- INSTRUCCIÓN DADA 1
En el fragmento sobre el apóstol Juan, ¿a quién le encomendó el Señor, desde la cruz, el cuidado de su madre?

- TEXTO SELECCIONADO
* * * * * * * * *
Hemos notado que tomaba para sí, con modestia pero con satisfacción, la
descripción de ser el apóstol a quien Jesús amaba. Parece que aun Pedro lo
reconoció cuando le preguntó a Juan por señas en el aposento alto quién sería
el traidor.
Esta maravillosa amistad entre Juan y su Señor tal vez se nota más en la
última cena, Juan 13, y es por demás llamativa. Tengamos presente que el Señor
y sus discípulos estaban acostados en sofás conforme a la costumbre, cada uno
apoyado por su lado izquierdo, mirando a la mesa, su muñeca izquierda apoyando
la cabeza.
Aparentemente Juan estaba al lado derecho del Señor pero quería estar aún
más cerca. Así, Simón Pedro le hizo señas para que Juan preguntara de quién
Jesús estaba hablando. Recostado más de cerca, preguntó, “Señor, ¿quién es?”
Fue un acto de familiaridad inusual pero de profunda reverencia.
Si hace falta otra evidencia de la intimidad entre Juan y su Señor, está
en que éste, desde el árbol de la cruz, le encomendó a Juan el cuidado de su
madre. Juan fue el último de los apóstoles en abandonar el Calvario y el
primero a la tumba la mañana de resurrección. Si bien Juan ganó la carrera al
huerto, Pedro le ganó posteriormente al nadar a la playa donde estaba el
Maestro. Parece que estos dos hombres, de temperamentos tan diferentes, se
acercaron más el uno al otro una vez que el Señor había ascendido.
Hay una sugerencia —y es solamente una sugerencia— en cuanto al porqué
de este acercamiento. Posiblemente Juan se culpaba a sí mismo por haber llevado
a Pedro al patio del sumo sacerdote, Juan 18.16, con buenas intenciones pero
consecuencias tan funestas para este último. Da la impresión que Juan acudió a
la casa de Pedro tan pronto que supo de la restauración de su hermano en la fe
(o, quién sabe, tal vez aun antes), y le trajo a su propio hogar. Lo cierto es
que estaban juntos cuando María Magdalena trajo las noticias del sepulcro
vacío, Juan 20.2.
* * * * * * * * *
- DATOS MOSTRADOS
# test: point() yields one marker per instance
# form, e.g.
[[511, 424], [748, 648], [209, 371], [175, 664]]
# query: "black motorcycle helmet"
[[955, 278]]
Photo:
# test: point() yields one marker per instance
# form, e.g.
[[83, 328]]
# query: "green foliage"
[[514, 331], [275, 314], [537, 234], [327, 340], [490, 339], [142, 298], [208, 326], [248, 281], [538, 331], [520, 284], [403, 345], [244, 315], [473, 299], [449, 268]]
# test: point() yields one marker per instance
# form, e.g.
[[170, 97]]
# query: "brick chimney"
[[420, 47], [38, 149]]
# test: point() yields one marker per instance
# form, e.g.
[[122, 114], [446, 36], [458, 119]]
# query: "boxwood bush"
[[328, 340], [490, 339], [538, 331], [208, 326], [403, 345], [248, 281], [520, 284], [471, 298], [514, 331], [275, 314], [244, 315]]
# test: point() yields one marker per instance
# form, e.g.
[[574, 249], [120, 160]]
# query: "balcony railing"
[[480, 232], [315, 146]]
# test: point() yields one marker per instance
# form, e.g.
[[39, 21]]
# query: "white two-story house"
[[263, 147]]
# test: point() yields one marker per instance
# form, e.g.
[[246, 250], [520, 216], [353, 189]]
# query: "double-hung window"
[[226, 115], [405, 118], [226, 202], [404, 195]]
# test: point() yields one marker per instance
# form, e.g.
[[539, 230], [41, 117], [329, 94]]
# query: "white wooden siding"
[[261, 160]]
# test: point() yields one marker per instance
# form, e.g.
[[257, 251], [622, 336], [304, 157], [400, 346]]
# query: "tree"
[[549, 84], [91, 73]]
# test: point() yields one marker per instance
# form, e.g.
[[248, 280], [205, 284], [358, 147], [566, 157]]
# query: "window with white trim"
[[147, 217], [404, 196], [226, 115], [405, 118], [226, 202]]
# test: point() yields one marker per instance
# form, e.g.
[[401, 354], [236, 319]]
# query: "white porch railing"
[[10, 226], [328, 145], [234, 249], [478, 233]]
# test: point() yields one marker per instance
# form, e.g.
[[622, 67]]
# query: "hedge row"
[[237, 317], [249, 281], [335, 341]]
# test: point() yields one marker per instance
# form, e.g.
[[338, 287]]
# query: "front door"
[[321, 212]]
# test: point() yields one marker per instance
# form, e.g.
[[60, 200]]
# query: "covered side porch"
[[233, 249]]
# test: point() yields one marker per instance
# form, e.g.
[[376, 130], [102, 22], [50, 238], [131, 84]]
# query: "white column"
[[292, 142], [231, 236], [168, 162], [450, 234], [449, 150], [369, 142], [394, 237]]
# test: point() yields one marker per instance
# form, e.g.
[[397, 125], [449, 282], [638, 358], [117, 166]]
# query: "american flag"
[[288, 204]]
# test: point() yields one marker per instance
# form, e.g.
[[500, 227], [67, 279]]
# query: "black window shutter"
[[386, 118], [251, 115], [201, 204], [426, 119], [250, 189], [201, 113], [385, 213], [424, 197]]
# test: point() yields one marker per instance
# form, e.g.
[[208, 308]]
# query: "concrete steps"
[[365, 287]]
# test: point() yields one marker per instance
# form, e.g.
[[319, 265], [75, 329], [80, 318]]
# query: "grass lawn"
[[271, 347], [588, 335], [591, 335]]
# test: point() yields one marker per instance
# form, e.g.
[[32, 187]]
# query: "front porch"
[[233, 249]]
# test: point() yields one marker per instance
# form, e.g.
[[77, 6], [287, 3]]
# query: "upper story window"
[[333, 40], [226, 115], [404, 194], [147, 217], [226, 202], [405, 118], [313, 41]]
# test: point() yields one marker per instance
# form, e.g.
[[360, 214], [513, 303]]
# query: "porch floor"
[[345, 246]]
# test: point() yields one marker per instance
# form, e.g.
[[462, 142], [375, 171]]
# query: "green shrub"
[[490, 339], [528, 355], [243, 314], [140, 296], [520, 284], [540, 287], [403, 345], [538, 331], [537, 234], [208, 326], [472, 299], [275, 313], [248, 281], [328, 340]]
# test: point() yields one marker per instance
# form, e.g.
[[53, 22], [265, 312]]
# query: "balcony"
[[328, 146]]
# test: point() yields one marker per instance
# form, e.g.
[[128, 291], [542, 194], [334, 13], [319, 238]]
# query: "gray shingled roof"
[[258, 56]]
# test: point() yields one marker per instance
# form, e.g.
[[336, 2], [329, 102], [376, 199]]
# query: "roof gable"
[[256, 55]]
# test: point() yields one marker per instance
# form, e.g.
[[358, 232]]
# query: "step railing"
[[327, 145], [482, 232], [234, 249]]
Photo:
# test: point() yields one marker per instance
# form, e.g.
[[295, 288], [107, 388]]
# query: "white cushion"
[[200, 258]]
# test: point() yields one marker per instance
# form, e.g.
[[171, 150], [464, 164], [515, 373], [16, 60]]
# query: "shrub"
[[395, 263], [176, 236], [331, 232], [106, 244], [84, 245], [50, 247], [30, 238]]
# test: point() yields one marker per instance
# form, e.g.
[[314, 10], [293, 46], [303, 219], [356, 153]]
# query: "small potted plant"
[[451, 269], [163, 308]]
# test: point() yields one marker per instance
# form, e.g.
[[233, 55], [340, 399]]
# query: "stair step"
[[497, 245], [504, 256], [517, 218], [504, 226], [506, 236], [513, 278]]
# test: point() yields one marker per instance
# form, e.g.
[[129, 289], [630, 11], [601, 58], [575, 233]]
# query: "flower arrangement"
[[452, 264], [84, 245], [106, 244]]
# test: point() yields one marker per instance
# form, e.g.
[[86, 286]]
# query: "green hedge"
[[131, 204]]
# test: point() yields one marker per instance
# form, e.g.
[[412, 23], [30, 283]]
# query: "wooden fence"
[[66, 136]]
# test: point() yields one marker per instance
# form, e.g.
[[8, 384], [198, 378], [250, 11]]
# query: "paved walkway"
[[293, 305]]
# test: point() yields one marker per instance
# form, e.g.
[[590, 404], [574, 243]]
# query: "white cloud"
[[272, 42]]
* * * * * * * * *
- INSTRUCCIÓN DADA 2
Por favor, reproduce los registros sin cambio alguno, desde la primera línea hasta la línea que contiene "[[147, 217], [404, 196], [226, 115], [405, 118], [226, 202]]", ambas incluidas.

- RESPUESTA COMPLETA 1
A Juan.

- RESPUESTA COMPLETA 2
# test: point() yields one marker per instance
# form, e.g.
[[511, 424], [748, 648], [209, 371], [175, 664]]
# query: "black motorcycle helmet"
[[955, 278]]
Photo:
# test: point() yields one marker per instance
# form, e.g.
[[83, 328]]
# query: "green foliage"
[[514, 331], [275, 314], [537, 234], [327, 340], [490, 339], [142, 298], [208, 326], [248, 281], [538, 331], [520, 284], [403, 345], [244, 315], [473, 299], [449, 268]]
# test: point() yields one marker per instance
# form, e.g.
[[170, 97]]
# query: "brick chimney"
[[420, 47], [38, 149]]
# test: point() yields one marker per instance
# form, e.g.
[[122, 114], [446, 36], [458, 119]]
# query: "boxwood bush"
[[328, 340], [490, 339], [538, 331], [208, 326], [403, 345], [248, 281], [520, 284], [471, 298], [514, 331], [275, 314], [244, 315]]
# test: point() yields one marker per instance
# form, e.g.
[[574, 249], [120, 160]]
# query: "balcony railing"
[[480, 232], [315, 146]]
# test: point() yields one marker per instance
# form, e.g.
[[39, 21]]
# query: "white two-story house"
[[263, 147]]
# test: point() yields one marker per instance
# form, e.g.
[[246, 250], [520, 216], [353, 189]]
# query: "double-hung window"
[[226, 115], [405, 118], [226, 202], [404, 195]]
# test: point() yields one marker per instance
# form, e.g.
[[539, 230], [41, 117], [329, 94]]
# query: "white wooden siding"
[[261, 160]]
# test: point() yields one marker per instance
# form, e.g.
[[257, 251], [622, 336], [304, 157], [400, 346]]
# query: "tree"
[[549, 84], [91, 73]]
# test: point() yields one marker per instance
# form, e.g.
[[248, 280], [205, 284], [358, 147], [566, 157]]
# query: "window with white trim"
[[147, 217], [404, 196], [226, 115], [405, 118], [226, 202]]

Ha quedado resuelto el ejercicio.